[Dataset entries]
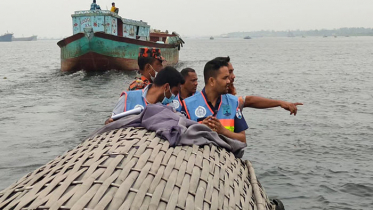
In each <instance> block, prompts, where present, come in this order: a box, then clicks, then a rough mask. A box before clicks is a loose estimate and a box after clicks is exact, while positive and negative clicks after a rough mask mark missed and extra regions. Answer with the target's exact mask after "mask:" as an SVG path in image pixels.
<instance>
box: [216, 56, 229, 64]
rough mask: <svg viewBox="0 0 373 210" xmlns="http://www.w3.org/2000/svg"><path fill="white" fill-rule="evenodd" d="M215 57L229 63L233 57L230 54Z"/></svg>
mask: <svg viewBox="0 0 373 210" xmlns="http://www.w3.org/2000/svg"><path fill="white" fill-rule="evenodd" d="M215 59H219V60H223V61H226V62H227V63H229V62H230V61H231V58H230V57H229V56H227V57H216V58H215Z"/></svg>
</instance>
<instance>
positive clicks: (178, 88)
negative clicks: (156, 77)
mask: <svg viewBox="0 0 373 210" xmlns="http://www.w3.org/2000/svg"><path fill="white" fill-rule="evenodd" d="M179 89H180V84H179V85H178V86H175V87H173V88H171V91H170V85H169V84H168V83H167V84H166V85H165V90H164V92H165V95H166V97H167V98H170V97H171V95H172V94H174V95H175V96H177V94H179Z"/></svg>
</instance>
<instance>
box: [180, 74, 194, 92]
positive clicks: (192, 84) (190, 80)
mask: <svg viewBox="0 0 373 210" xmlns="http://www.w3.org/2000/svg"><path fill="white" fill-rule="evenodd" d="M184 79H185V83H184V85H183V88H184V89H186V90H187V91H188V93H190V94H194V93H195V92H196V91H197V86H198V77H197V74H196V73H195V72H189V73H188V76H186V77H185V78H184Z"/></svg>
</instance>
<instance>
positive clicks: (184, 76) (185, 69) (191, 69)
mask: <svg viewBox="0 0 373 210" xmlns="http://www.w3.org/2000/svg"><path fill="white" fill-rule="evenodd" d="M189 72H194V73H196V71H195V70H194V69H192V68H185V69H183V70H181V72H180V74H181V75H182V76H183V77H184V79H185V77H187V76H188V75H189Z"/></svg>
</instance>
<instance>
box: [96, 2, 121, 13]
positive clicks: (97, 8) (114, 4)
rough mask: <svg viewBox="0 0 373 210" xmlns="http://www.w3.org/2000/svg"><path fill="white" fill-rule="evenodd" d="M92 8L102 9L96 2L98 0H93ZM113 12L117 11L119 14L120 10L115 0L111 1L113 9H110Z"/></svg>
mask: <svg viewBox="0 0 373 210" xmlns="http://www.w3.org/2000/svg"><path fill="white" fill-rule="evenodd" d="M90 10H93V11H94V10H101V7H100V5H98V4H97V3H96V0H93V2H92V4H91V9H90ZM110 11H111V12H115V13H117V14H118V12H119V8H117V7H115V2H113V3H111V9H110Z"/></svg>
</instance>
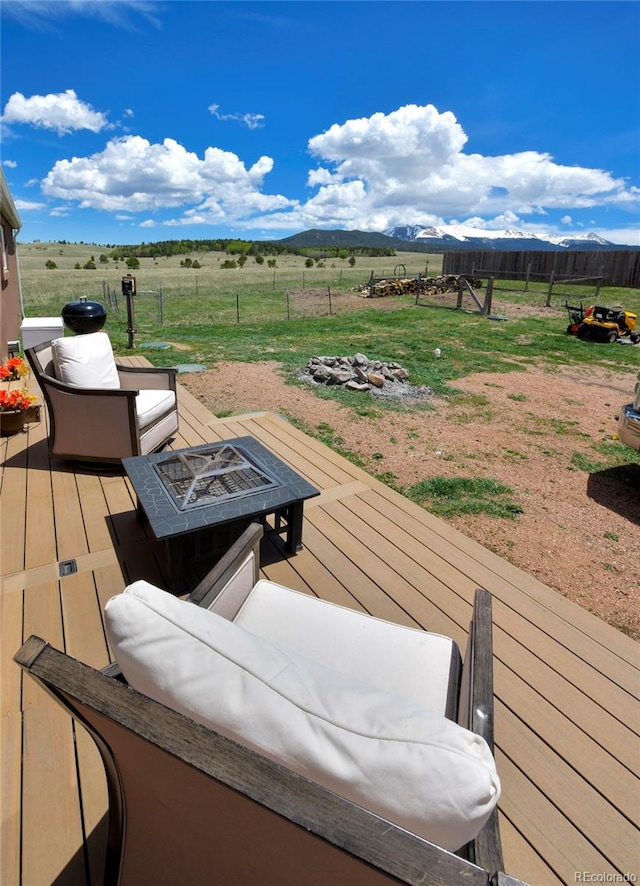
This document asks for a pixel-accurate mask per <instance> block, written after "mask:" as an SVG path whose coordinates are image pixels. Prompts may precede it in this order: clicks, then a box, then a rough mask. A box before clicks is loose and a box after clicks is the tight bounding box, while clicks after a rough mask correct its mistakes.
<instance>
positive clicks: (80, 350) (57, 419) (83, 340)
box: [25, 332, 178, 464]
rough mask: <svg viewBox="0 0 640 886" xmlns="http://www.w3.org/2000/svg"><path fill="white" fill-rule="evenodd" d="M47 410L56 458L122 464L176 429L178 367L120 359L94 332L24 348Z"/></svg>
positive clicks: (165, 440)
mask: <svg viewBox="0 0 640 886" xmlns="http://www.w3.org/2000/svg"><path fill="white" fill-rule="evenodd" d="M25 355H26V357H27V360H28V361H29V363H30V365H31V368H32V370H33V372H34V374H35V377H36V380H37V382H38V384H39V385H40V388H41V390H42V393H43V395H44V398H45V401H46V403H47V408H48V412H49V454H50V455H51V456H52V457H54V458H64V459H77V460H80V461H85V462H86V461H96V462H105V463H115V464H120V460H121V459H123V458H127V457H128V456H134V455H147V454H148V453H149V452H154V451H155V450H156V449H160V448H161V447H162V446H163V445H164V444H165V443H167V442H168V440H170V439H171V437H172V436H173V435H174V434H175V432H176V431H177V430H178V407H177V400H176V370H175V369H156V368H153V367H149V368H146V367H133V366H118V365H117V364H116V362H115V360H114V357H113V350H112V348H111V342H110V341H109V337H108V336H107V334H106V333H104V332H93V333H89V334H87V335H77V336H75V337H69V336H68V337H66V338H59V339H54V340H53V341H51V342H45V343H44V344H40V345H36V346H35V347H33V348H27V349H26V351H25Z"/></svg>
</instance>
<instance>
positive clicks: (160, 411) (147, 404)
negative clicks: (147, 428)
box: [136, 390, 176, 430]
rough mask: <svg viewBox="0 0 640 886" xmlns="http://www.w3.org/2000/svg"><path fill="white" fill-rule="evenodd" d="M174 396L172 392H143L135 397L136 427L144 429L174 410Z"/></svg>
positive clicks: (149, 390) (174, 398)
mask: <svg viewBox="0 0 640 886" xmlns="http://www.w3.org/2000/svg"><path fill="white" fill-rule="evenodd" d="M175 405H176V395H175V394H174V392H173V391H162V390H143V391H139V392H138V394H137V396H136V417H137V420H138V427H139V428H140V429H141V430H142V428H146V427H147V426H148V425H150V424H153V422H154V421H156V420H157V419H159V418H161V417H162V416H163V415H165V414H166V413H167V412H170V411H171V410H172V409H175Z"/></svg>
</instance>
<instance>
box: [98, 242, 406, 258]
mask: <svg viewBox="0 0 640 886" xmlns="http://www.w3.org/2000/svg"><path fill="white" fill-rule="evenodd" d="M198 252H224V253H226V254H227V255H234V256H243V255H244V256H247V257H248V256H258V255H260V256H278V255H301V256H303V257H305V258H313V259H314V260H318V259H325V258H341V259H348V258H350V257H352V256H358V255H360V256H373V257H377V256H381V257H384V256H393V255H395V254H396V253H395V250H394V249H390V248H388V247H383V248H380V247H371V246H350V247H348V248H347V247H338V246H335V247H333V246H328V247H323V248H320V247H295V246H291V245H288V246H287V245H284V244H282V243H277V242H270V241H264V240H259V241H258V240H237V239H230V238H229V239H227V238H218V239H215V240H189V239H183V240H161V241H159V242H157V243H139V244H137V245H133V246H132V245H128V246H114V247H113V248H112V249H111V252H110V254H109V255H110V258H112V259H113V260H114V261H126V260H127V259H128V258H131V257H134V256H135V257H137V258H163V257H165V256H167V257H168V256H173V255H191V254H193V253H198Z"/></svg>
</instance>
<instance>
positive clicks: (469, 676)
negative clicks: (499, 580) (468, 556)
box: [15, 524, 520, 886]
mask: <svg viewBox="0 0 640 886" xmlns="http://www.w3.org/2000/svg"><path fill="white" fill-rule="evenodd" d="M261 537H262V527H261V526H258V525H256V524H253V525H252V526H250V527H249V528H248V529H247V530H246V531H245V533H244V534H243V535H242V536H241V538H240V539H238V541H237V542H236V543H235V544H234V545H233V546H232V548H231V549H230V550H229V551H228V552H227V554H225V555H224V557H223V558H222V559H221V560H220V561H219V563H218V564H217V565H216V566H215V567H214V569H213V570H212V571H211V573H210V574H209V575H208V576H207V578H206V579H205V580H204V581H203V582H202V583H201V584H200V585H199V586H198V587H197V588H196V589H195V590H194V592H193V593H192V594H191V596H190V598H189V599H191V601H192V602H194V603H195V604H197V605H210V604H211V603H212V602H213V601H214V599H215V597H216V595H217V594H218V593H219V592H220V590H221V589H222V588H223V587H224V586H225V584H226V583H227V581H228V580H229V578H230V577H231V576H232V575H233V574H234V572H235V570H236V568H237V565H238V564H239V563H240V562H242V561H243V560H245V559H246V556H247V553H248V552H251V551H253V552H254V558H255V577H256V579H257V577H258V570H259V545H260V539H261ZM15 661H16V662H17V663H18V664H19V665H20V666H21V667H22V668H23V669H24V670H25V671H27V672H28V673H29V674H30V675H31V676H32V677H33V678H35V679H36V680H37V681H38V682H39V683H40V684H41V685H42V686H43V687H44V688H45V689H46V690H47V691H48V692H49V693H50V694H51V695H53V697H54V698H55V699H56V700H57V701H58V702H59V703H60V704H61V705H62V706H63V707H64V708H65V709H66V710H67V711H68V712H69V713H70V714H71V715H72V716H73V717H74V718H76V719H77V720H78V721H79V722H80V723H82V724H83V725H84V726H85V727H86V728H87V729H88V731H89V732H90V734H91V735H92V736H93V738H94V740H95V742H96V744H97V746H98V748H99V750H100V753H101V756H102V759H103V762H104V766H105V771H106V775H107V784H108V792H109V837H108V847H107V857H106V865H105V878H104V882H105V884H121V886H122V884H131V886H134V884H135V886H145V884H149V886H151V884H153V886H155V884H157V883H161V882H164V883H173V882H185V883H187V882H188V883H191V884H200V883H202V884H205V883H210V882H213V881H215V882H216V883H219V884H223V886H226V884H228V886H236V884H238V883H245V882H254V880H255V881H256V882H260V883H261V886H263V884H265V886H298V884H299V883H301V882H304V883H305V884H309V886H333V884H335V883H349V884H350V886H377V884H383V883H406V884H416V886H417V884H424V883H425V882H428V883H429V884H430V886H459V884H460V883H465V884H468V886H517V884H520V881H519V880H516V879H514V878H512V877H510V876H508V875H506V874H504V873H503V872H502V867H503V863H502V854H501V848H500V835H499V828H498V817H497V811H496V812H494V814H493V815H492V817H491V818H490V820H489V821H488V822H487V824H486V825H485V827H484V828H483V830H482V832H481V833H480V835H479V836H478V838H477V839H476V840H475V841H474V842H473V844H470V845H469V846H468V847H465V852H464V853H463V854H464V855H466V856H467V857H465V858H462V857H460V856H459V855H455V854H453V853H450V852H448V851H446V850H444V849H441V848H439V847H437V846H435V845H433V844H431V843H429V842H427V841H426V840H424V839H422V838H420V837H418V836H415V835H413V834H411V833H408V832H407V831H405V830H403V829H402V828H400V827H397V826H396V825H393V824H390V823H389V822H388V821H386V820H384V819H382V818H380V817H379V816H377V815H375V814H374V813H371V812H368V811H367V810H365V809H363V808H361V807H359V806H357V805H356V804H354V803H352V802H350V801H348V800H345V799H344V798H342V797H339V796H337V795H335V794H333V793H332V792H330V791H328V790H326V789H324V788H323V787H321V786H319V785H317V784H315V783H313V782H310V781H308V780H307V779H305V778H303V777H302V776H300V775H297V774H296V773H294V772H292V771H290V770H288V769H286V768H284V767H283V766H280V765H278V764H277V763H275V762H272V761H271V760H269V759H267V758H265V757H263V756H261V755H260V754H257V753H255V752H254V751H252V750H250V749H248V748H246V747H244V746H242V745H241V744H238V743H236V742H234V741H231V740H229V739H227V738H225V737H223V736H221V735H219V734H218V733H216V732H214V731H213V730H211V729H208V728H206V727H205V726H203V725H201V724H199V723H196V722H194V721H192V720H190V719H189V718H187V717H185V716H183V715H182V714H179V713H177V712H176V711H173V710H170V709H169V708H166V707H164V706H163V705H161V704H159V703H158V702H155V701H153V700H152V699H150V698H147V697H146V696H144V695H141V694H140V693H138V692H136V691H135V690H133V689H132V688H131V687H129V686H128V685H127V684H126V682H125V681H124V679H123V677H122V675H121V674H120V672H119V669H118V667H117V665H115V664H113V665H109V666H108V667H107V668H105V669H103V670H102V671H97V670H95V669H94V668H91V667H89V666H87V665H85V664H82V663H81V662H78V661H76V660H74V659H72V658H71V657H69V656H67V655H64V654H63V653H61V652H59V651H57V650H55V649H53V648H52V647H51V646H49V645H48V644H47V643H46V642H45V641H44V640H41V639H40V638H38V637H35V636H32V637H30V638H29V639H28V640H27V642H26V643H25V644H24V645H23V647H22V648H21V649H20V650H19V651H18V653H17V654H16V656H15ZM491 673H492V648H491V596H490V594H488V593H487V592H486V591H484V590H481V589H479V590H478V591H477V592H476V597H475V603H474V618H473V622H472V625H471V631H470V636H469V643H468V648H467V653H466V656H465V665H464V668H463V676H462V687H461V693H462V695H463V696H464V697H465V698H466V700H465V701H464V702H463V704H462V705H461V707H460V713H459V719H460V721H461V722H463V723H464V722H465V721H466V722H467V724H468V725H469V727H470V728H472V729H474V731H476V732H478V733H480V734H481V735H483V737H484V738H485V739H486V740H487V741H488V742H489V744H490V746H491V747H493V687H492V679H491ZM465 687H466V688H465Z"/></svg>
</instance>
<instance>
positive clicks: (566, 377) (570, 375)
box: [180, 363, 640, 639]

[Task brief]
Write the lines starting at the one containing "410L56 458L122 464L176" and ending at the one containing "positive clicks: (165, 440)" as a JSON list of strings, one string per line.

[Answer space]
[
  "rough mask: <svg viewBox=\"0 0 640 886\" xmlns=\"http://www.w3.org/2000/svg\"><path fill=\"white\" fill-rule=\"evenodd\" d=\"M47 410L56 458L122 464L176 429L178 367L120 359L94 332L24 348Z\"/></svg>",
  "positive clicks: (165, 440)"
]